- To be done
(A) In the summary of YouTube's Terms of Service, what license does a user grant YouTube by uploading content?
(B) Continue the summary of YouTube's Terms of Service, beginning after its final sentence.

- Page excerpt

—————

10 Total
0 High severity
8 Medium severity
2 Low severity
Summary

This is YouTube's Terms of Service, the legal agreement that governs everything you do on the platform including watching, uploading, and interacting with content. The most important thing to know is that by uploading any video or content, you grant YouTube a royalty-free, worldwide license to use, reproduce, distribute, and monetize that content with ads, and YouTube is not required to pay you anything under these terms unless you have a separate partner agreement. If you are a content creator, review whether you have a YouTube Partner Program agreement in place, and be aware that YouTube can place ads on your content even without sharing revenue with you.

—————

- Dataset excerpts on object pointing
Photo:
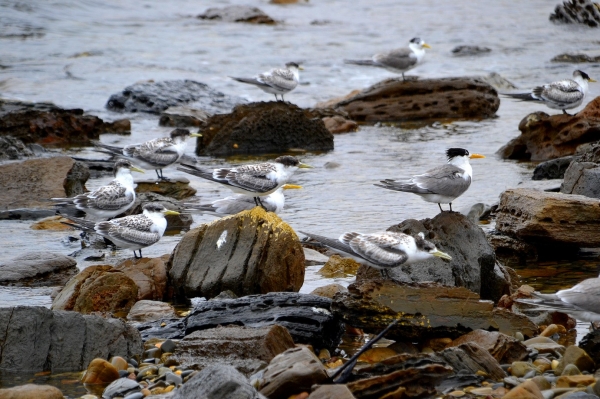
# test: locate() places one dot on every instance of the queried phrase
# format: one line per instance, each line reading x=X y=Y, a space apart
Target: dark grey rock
x=155 y=97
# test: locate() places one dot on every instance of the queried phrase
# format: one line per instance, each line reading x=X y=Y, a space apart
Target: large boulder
x=426 y=99
x=34 y=338
x=546 y=136
x=51 y=126
x=252 y=252
x=262 y=128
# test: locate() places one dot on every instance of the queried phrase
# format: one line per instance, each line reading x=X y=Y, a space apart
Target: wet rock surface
x=545 y=137
x=252 y=252
x=155 y=97
x=262 y=128
x=52 y=126
x=427 y=99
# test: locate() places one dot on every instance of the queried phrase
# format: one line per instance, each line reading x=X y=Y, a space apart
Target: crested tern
x=563 y=94
x=253 y=180
x=382 y=250
x=154 y=154
x=132 y=232
x=440 y=185
x=107 y=201
x=399 y=60
x=276 y=81
x=236 y=203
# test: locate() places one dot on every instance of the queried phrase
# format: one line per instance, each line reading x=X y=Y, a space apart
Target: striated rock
x=149 y=274
x=97 y=289
x=425 y=99
x=546 y=137
x=263 y=128
x=543 y=217
x=37 y=269
x=248 y=349
x=238 y=13
x=155 y=97
x=51 y=126
x=251 y=252
x=425 y=310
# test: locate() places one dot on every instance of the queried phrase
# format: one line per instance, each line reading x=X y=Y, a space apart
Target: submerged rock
x=262 y=128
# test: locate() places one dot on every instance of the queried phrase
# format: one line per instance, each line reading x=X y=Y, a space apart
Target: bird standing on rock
x=441 y=185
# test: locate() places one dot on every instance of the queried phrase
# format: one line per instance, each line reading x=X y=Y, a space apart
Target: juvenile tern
x=133 y=232
x=253 y=180
x=441 y=185
x=563 y=94
x=398 y=60
x=154 y=154
x=276 y=81
x=236 y=203
x=107 y=201
x=582 y=301
x=383 y=250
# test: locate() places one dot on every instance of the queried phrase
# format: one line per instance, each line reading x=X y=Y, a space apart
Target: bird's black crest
x=287 y=160
x=456 y=152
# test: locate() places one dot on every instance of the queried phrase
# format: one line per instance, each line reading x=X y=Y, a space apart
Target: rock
x=251 y=252
x=553 y=168
x=51 y=126
x=424 y=99
x=238 y=13
x=263 y=128
x=545 y=137
x=145 y=310
x=541 y=217
x=425 y=310
x=31 y=391
x=248 y=349
x=35 y=338
x=149 y=274
x=183 y=116
x=155 y=97
x=292 y=371
x=503 y=348
x=97 y=289
x=577 y=11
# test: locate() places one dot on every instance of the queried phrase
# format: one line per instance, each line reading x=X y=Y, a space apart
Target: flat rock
x=543 y=217
x=425 y=310
x=424 y=99
x=252 y=252
x=545 y=137
x=248 y=349
x=34 y=338
x=155 y=97
x=263 y=128
x=51 y=126
x=37 y=269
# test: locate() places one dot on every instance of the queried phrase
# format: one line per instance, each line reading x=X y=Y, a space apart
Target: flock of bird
x=262 y=184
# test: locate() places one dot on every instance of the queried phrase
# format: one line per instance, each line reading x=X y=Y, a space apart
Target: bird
x=276 y=81
x=399 y=60
x=441 y=185
x=253 y=180
x=382 y=250
x=132 y=232
x=562 y=94
x=581 y=301
x=239 y=202
x=107 y=201
x=154 y=154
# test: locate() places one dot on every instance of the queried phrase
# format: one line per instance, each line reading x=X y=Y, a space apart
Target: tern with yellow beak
x=441 y=185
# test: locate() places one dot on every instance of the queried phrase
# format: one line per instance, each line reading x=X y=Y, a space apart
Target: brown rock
x=31 y=391
x=97 y=289
x=546 y=137
x=426 y=99
x=503 y=348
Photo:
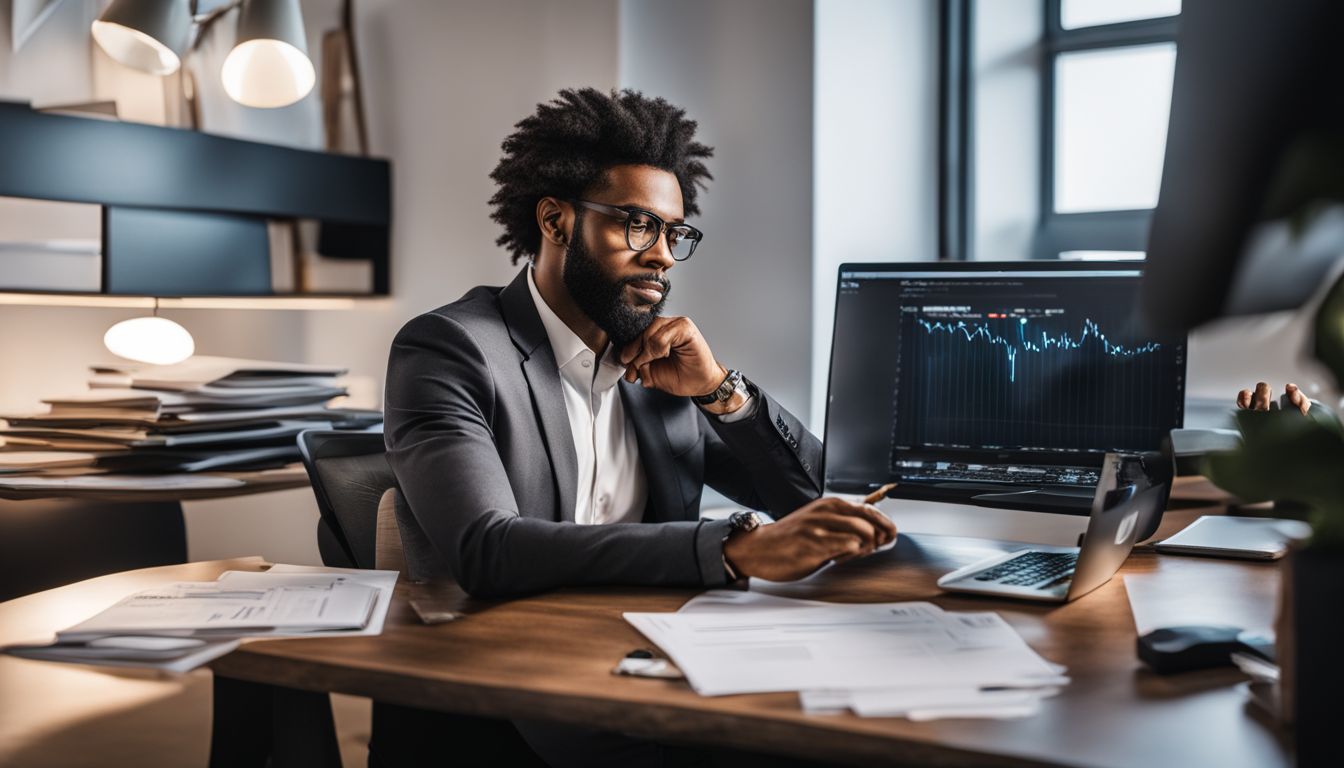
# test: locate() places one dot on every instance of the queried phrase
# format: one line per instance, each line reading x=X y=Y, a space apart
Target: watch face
x=745 y=521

—————

- Written answers
(A) A royalty-free, worldwide license to use, reproduce, distribute, and monetize the content with ads.

(B)
Technical / Legal Breakdown

This document is YouTube's Terms of Service (effective January 5, 2022), governing use of the YouTube platform by users in Vietnam (as indicated by the country code) and establishing a binding agreement between users and Google LLC, the named service provider incorporated under Delaware law. The terms authorize YouTube to monetize user-uploaded content without compensation by default, grant YouTube a worldwide, royalty-free, sublicensable, and transferable license to reproduce, distribute, and prepare derivative works from that content, and reserve broad rights to suspend or terminate accounts for material breach, legal compliance, or perceived harm risk. Notably, the agreement includes a user indemnification clause requiring users to defend YouTube and its affiliates against claims arising from their use of the service, combined with a liability cap limiting YouTube's total exposure to the greater of revenue paid to the user in the prior 12 months or USD $500, which is narrower than protections users might assume and may be constrained by applicable consumer protection law in certain jurisdictions. The governing law clause designates California law and Santa Clara County courts as the exclusive forum, which may create practical access barriers for international users, particularly Vietnamese residents, and may interact with local consumer protection frameworks depending on applicable jurisdiction; GDPR, CCPA, COPPA, and Vietnam's data protection regulations may each impose obligations on how YouTube processes user data that operate independently of what these terms assert.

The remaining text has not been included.